***** Information shown

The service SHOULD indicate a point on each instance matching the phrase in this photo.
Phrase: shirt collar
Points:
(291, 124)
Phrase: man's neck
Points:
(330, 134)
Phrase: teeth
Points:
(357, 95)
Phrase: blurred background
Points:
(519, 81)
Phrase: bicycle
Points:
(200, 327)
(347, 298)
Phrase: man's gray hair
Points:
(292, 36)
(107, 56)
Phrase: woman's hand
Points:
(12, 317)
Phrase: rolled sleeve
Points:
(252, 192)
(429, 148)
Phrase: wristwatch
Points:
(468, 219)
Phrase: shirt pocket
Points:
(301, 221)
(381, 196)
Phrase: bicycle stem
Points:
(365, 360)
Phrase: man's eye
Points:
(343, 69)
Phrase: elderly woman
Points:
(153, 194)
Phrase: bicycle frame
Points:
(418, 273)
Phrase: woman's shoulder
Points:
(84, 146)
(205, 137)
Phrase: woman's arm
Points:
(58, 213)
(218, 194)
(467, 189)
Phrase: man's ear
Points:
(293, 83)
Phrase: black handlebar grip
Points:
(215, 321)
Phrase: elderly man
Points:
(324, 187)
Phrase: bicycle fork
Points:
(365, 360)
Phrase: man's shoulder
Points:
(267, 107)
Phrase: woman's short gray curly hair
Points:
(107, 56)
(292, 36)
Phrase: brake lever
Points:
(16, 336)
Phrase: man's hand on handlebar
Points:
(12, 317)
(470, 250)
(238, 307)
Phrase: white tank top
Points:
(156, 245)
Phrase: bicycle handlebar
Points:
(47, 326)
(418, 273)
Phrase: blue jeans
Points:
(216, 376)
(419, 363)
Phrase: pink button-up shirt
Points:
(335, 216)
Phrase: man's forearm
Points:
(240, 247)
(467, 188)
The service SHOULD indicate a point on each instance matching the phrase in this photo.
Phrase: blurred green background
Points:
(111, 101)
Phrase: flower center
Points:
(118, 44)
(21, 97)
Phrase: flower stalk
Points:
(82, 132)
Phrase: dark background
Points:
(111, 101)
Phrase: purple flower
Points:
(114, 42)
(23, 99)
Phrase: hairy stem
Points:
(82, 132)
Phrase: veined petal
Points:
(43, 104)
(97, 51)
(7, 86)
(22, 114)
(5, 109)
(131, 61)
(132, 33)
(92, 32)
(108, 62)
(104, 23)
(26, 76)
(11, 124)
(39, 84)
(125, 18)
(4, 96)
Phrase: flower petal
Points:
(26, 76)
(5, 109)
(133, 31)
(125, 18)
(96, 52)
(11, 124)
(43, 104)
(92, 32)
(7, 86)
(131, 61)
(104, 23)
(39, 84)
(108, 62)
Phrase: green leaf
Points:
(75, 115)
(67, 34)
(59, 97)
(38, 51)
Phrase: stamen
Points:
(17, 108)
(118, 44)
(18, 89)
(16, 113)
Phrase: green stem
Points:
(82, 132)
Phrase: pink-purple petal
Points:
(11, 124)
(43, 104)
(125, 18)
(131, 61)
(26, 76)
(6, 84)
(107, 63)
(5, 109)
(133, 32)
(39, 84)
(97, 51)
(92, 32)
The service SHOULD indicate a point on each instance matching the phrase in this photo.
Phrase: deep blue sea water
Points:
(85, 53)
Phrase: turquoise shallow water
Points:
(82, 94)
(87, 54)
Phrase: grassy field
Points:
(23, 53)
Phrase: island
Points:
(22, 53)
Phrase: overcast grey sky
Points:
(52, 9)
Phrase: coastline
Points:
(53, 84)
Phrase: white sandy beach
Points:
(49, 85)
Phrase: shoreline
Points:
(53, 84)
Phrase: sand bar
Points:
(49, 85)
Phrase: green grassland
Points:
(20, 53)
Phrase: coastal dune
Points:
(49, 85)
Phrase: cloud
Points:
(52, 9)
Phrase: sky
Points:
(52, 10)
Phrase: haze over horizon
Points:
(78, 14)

**********
***** Information shown

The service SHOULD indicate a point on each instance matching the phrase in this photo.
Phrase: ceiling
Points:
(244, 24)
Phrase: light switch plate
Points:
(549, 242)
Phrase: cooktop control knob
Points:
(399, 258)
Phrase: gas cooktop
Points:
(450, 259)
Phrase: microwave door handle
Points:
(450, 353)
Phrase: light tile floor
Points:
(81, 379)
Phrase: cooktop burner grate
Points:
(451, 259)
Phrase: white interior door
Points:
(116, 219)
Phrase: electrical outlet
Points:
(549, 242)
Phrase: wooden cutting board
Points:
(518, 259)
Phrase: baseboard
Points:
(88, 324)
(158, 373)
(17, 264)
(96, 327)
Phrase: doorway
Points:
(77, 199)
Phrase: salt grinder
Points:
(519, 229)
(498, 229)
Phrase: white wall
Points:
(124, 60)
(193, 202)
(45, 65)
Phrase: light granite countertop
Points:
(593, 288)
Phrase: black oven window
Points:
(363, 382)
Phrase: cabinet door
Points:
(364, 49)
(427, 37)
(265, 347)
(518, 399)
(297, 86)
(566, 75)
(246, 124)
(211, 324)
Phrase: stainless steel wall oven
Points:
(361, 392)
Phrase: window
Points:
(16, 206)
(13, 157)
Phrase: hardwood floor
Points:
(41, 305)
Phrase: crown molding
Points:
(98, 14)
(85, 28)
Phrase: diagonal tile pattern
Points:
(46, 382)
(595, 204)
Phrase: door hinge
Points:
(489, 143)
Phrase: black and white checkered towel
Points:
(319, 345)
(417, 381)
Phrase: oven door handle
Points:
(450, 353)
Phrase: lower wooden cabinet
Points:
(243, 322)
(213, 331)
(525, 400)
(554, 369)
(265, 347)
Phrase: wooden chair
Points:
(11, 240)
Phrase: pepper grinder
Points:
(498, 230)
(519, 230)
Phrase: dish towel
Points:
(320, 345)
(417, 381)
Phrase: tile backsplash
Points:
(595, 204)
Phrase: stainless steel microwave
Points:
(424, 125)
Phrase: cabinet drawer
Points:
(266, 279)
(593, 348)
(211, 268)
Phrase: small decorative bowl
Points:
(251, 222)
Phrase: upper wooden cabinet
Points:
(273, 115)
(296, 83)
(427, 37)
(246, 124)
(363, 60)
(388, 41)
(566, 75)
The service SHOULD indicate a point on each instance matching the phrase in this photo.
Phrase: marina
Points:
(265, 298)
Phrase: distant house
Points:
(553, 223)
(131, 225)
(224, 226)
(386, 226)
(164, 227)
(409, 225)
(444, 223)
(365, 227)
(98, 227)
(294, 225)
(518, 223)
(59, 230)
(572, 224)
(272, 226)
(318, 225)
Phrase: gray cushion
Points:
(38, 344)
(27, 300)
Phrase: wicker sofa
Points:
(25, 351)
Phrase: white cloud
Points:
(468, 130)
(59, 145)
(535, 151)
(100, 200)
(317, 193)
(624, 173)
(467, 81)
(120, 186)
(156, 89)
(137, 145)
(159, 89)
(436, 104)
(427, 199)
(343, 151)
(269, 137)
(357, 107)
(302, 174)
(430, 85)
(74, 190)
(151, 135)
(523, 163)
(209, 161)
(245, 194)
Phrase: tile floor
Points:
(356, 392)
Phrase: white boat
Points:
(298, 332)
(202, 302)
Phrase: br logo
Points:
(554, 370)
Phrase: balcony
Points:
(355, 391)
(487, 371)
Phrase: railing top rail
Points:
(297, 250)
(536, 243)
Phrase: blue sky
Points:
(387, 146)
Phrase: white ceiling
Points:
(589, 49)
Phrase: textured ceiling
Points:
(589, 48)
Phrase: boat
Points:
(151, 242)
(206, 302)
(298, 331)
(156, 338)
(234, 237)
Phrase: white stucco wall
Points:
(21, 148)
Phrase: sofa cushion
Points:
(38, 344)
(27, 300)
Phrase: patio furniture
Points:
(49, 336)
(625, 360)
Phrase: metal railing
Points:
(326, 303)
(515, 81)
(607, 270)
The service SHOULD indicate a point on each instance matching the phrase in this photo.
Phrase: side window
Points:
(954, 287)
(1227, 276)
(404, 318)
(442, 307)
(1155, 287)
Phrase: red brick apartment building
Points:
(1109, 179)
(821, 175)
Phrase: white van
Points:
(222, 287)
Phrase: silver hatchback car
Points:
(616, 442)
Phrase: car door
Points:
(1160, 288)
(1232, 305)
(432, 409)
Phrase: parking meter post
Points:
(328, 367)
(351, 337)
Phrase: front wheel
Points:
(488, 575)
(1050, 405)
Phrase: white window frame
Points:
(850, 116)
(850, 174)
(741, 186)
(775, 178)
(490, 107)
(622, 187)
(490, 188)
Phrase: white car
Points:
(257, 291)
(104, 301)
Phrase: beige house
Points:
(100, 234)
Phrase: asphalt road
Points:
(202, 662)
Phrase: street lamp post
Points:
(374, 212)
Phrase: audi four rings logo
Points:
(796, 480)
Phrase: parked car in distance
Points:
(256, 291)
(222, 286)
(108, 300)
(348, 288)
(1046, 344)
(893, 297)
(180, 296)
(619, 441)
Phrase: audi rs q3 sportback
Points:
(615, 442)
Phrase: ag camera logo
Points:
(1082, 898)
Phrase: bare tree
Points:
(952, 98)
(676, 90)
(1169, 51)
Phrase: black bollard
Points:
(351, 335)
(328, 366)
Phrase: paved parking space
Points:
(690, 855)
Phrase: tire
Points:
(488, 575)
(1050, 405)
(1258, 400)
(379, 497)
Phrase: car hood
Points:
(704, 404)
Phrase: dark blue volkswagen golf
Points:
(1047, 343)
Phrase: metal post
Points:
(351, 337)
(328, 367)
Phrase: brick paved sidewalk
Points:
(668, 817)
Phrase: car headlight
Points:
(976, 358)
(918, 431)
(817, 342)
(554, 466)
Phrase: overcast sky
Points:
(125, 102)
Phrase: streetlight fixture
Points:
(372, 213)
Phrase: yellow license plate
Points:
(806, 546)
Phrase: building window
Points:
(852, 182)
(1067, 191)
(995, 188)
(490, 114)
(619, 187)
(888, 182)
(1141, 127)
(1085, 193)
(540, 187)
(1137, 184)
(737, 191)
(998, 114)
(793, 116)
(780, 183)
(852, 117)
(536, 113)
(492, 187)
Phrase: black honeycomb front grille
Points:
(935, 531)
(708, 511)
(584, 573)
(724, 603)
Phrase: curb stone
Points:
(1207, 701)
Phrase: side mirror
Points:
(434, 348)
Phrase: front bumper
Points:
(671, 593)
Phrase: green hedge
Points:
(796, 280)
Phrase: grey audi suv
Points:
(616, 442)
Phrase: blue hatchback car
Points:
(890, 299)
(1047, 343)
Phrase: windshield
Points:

**********

Task to complete
Please write out, exactly as they appear above, only the lines in the stretch from the line with "Phrase: black oven window" through the line with "Phrase: upper wooden cabinet".

Response area
Phrase: black oven window
Points:
(363, 382)
Phrase: cabinet door
Points:
(364, 49)
(427, 37)
(265, 347)
(518, 399)
(297, 86)
(566, 75)
(246, 124)
(211, 324)
Phrase: stainless steel wall oven
Points:
(361, 392)
Phrase: window
Points:
(16, 206)
(13, 157)
Phrase: hardwood floor
Points:
(41, 305)
Phrase: crown molding
Points:
(98, 14)
(85, 28)
Phrase: diagonal tile pattern
Points:
(46, 382)
(595, 204)
Phrase: door hinge
Points:
(489, 143)
Phrase: black and white checkered towel
Points:
(319, 345)
(417, 381)
Phrase: oven door handle
Points:
(450, 353)
Phrase: lower wooden cabinet
Points:
(243, 322)
(213, 331)
(525, 400)
(554, 369)
(265, 347)
Phrase: wooden chair
Points:
(11, 240)
Phrase: pepper grinder
Points:
(498, 230)
(519, 230)
Phrase: dish towel
Points:
(320, 345)
(417, 381)
Phrase: tile backsplash
Points:
(595, 204)
Phrase: stainless steel microwave
Points:
(424, 125)
Phrase: cabinet drawer
Points:
(266, 279)
(593, 348)
(211, 268)
Phrase: small decorative bowl
Points:
(251, 222)
Phrase: upper wooden cabinet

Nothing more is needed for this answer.